* **Listed records**:
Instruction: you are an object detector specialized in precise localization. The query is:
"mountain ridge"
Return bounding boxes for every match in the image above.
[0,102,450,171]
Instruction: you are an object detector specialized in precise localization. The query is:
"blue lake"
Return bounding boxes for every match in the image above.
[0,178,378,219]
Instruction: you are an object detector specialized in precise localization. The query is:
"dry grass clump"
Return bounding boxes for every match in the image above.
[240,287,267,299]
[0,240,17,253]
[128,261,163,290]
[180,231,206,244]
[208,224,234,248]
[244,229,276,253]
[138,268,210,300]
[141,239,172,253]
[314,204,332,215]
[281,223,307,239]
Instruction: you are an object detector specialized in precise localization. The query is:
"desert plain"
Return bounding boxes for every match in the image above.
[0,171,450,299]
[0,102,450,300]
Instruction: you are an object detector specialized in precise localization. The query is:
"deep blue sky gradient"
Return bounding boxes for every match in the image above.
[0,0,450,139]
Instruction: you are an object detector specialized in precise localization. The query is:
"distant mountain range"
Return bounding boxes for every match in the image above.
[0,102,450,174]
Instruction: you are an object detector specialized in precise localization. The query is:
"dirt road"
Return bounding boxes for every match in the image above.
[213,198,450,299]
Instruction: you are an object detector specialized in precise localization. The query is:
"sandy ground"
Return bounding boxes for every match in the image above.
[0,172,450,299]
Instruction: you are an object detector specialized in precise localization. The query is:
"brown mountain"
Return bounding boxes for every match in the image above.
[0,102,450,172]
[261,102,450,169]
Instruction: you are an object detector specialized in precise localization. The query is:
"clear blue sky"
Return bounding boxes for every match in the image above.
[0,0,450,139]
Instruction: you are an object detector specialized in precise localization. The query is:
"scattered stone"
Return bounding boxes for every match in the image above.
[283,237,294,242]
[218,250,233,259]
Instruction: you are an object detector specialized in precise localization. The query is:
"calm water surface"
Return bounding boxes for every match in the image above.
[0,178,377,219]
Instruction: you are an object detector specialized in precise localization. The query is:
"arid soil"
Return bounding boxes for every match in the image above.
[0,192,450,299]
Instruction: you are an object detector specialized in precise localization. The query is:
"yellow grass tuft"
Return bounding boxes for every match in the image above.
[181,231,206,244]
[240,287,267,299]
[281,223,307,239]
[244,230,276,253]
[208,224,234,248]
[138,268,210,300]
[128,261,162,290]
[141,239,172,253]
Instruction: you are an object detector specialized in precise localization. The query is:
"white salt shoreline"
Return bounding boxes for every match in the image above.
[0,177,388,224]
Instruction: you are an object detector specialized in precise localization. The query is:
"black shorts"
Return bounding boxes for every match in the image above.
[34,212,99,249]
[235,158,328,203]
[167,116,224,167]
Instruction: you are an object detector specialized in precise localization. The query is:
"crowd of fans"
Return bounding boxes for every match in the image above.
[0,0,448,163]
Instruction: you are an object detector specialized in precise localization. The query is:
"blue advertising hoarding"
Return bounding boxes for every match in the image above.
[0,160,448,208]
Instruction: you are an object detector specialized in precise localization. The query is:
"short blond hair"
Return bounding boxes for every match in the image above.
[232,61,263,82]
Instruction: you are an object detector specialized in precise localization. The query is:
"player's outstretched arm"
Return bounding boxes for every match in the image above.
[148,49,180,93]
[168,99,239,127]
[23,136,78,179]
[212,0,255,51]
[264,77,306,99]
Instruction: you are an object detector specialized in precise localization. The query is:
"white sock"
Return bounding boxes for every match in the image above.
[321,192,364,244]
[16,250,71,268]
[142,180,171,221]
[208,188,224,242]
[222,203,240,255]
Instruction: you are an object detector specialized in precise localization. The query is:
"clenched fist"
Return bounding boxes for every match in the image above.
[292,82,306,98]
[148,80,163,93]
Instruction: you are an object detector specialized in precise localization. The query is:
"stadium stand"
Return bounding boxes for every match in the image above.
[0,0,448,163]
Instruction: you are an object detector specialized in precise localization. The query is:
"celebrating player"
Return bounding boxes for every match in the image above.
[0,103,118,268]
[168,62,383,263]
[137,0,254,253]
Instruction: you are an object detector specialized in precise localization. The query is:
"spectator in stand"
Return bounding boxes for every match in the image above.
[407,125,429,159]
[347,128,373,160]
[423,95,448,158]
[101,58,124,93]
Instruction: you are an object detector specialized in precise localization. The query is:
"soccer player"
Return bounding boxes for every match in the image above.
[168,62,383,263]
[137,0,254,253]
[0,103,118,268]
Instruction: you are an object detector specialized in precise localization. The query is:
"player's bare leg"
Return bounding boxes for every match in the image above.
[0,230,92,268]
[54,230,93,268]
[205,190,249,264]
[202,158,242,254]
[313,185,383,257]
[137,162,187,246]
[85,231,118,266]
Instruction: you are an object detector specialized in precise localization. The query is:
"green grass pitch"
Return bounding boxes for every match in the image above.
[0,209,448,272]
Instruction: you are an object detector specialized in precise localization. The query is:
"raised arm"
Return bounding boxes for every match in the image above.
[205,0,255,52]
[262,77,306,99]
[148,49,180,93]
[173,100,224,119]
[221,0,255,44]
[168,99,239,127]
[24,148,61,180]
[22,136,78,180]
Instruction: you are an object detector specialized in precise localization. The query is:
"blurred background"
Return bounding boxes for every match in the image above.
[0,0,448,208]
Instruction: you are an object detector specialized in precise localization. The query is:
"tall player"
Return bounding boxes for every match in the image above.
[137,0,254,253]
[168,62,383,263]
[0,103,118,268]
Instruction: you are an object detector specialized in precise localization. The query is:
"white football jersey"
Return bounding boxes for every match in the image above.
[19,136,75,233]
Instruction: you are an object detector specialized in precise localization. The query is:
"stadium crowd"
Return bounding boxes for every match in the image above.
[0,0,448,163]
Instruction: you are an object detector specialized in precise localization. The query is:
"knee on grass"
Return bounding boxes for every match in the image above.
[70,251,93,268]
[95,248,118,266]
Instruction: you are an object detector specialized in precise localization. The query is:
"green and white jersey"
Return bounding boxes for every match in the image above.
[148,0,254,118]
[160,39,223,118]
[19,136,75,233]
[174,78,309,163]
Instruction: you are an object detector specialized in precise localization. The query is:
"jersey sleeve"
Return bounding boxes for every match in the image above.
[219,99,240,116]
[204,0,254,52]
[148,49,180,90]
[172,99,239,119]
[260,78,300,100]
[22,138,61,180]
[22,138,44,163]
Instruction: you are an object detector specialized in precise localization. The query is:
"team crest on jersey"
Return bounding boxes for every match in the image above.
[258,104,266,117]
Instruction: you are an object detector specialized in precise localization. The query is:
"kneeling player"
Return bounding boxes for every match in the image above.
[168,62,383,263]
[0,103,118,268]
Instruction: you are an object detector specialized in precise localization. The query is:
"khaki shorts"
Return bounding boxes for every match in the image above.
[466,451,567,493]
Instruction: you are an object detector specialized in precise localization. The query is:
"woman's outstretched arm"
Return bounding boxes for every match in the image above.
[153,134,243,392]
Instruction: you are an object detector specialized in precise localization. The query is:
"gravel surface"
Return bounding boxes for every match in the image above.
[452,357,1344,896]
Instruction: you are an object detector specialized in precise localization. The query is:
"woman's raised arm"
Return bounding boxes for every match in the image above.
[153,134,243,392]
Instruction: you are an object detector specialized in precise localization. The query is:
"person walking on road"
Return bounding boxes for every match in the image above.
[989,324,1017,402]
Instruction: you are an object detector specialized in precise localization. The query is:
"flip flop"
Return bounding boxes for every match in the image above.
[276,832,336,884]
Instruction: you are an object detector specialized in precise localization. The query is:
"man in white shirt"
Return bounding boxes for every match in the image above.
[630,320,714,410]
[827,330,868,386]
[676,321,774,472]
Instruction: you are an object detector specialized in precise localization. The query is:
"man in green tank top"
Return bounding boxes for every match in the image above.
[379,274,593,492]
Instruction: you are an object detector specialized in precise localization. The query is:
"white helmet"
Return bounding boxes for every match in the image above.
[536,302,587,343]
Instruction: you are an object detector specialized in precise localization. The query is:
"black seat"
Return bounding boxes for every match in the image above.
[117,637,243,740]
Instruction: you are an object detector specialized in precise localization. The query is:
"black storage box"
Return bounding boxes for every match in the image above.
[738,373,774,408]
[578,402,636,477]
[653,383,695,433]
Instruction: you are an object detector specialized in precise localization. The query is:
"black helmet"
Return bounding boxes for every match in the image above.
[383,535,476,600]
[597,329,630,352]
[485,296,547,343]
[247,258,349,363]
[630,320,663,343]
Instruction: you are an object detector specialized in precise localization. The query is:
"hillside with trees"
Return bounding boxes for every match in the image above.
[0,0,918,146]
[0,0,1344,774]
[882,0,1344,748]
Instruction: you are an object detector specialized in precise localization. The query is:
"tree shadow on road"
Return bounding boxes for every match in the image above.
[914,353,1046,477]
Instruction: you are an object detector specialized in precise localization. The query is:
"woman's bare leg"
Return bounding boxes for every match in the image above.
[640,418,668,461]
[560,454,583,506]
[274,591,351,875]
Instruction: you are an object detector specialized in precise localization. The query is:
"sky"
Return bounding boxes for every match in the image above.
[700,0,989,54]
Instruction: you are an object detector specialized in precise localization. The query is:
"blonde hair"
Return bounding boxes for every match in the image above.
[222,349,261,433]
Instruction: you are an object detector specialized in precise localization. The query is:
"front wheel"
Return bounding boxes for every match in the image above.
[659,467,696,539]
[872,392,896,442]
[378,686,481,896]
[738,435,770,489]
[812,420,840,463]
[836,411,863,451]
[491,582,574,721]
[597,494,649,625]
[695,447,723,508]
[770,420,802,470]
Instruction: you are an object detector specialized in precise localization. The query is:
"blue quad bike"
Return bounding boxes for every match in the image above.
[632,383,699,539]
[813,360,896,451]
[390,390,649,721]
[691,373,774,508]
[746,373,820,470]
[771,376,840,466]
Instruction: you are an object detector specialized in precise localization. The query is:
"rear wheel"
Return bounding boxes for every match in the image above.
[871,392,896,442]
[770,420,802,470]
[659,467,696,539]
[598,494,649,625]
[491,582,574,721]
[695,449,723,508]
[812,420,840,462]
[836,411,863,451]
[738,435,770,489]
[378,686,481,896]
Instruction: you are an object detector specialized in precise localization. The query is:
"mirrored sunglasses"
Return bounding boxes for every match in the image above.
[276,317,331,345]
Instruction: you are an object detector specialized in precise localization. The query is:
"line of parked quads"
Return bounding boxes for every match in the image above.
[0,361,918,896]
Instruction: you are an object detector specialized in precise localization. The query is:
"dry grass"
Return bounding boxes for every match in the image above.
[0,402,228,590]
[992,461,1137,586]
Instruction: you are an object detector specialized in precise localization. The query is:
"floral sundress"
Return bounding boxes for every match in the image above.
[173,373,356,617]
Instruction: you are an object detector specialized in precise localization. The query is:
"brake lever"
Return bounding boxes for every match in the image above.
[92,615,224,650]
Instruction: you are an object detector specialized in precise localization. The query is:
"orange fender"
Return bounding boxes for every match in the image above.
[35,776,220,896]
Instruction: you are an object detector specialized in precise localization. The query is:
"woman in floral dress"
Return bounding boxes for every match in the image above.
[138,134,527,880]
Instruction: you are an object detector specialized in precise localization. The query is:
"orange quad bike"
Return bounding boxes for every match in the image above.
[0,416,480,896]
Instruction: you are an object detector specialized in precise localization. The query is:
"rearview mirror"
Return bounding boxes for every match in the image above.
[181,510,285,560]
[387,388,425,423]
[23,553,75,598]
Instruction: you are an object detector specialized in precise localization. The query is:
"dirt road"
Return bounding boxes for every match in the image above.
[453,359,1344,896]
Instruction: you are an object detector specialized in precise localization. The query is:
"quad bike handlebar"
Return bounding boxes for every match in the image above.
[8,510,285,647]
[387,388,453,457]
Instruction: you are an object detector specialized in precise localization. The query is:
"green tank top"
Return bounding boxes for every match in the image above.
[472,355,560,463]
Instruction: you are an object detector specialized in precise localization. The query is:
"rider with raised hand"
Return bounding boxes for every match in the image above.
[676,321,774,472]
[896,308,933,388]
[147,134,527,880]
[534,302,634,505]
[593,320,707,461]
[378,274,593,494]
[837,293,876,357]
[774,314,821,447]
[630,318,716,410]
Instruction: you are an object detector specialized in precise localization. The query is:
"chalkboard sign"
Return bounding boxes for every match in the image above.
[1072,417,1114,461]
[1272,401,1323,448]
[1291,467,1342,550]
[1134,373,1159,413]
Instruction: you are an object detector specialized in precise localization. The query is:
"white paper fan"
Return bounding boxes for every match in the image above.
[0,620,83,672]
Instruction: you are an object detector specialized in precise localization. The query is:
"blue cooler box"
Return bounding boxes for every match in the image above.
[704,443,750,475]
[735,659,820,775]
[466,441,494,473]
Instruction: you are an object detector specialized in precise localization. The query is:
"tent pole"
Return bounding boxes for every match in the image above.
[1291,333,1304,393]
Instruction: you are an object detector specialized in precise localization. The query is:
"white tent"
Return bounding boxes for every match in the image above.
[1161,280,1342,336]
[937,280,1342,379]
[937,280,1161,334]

* **Problem description**: Write out, word for word, the stretch from the beginning of the items through the line that contains "[0,102,450,171]".

* **Written solution**:
Instruction: you are an object detector specialized in precise localization. The query is:
"mountain ridge"
Return bounding boxes for every match in the image above.
[0,102,450,171]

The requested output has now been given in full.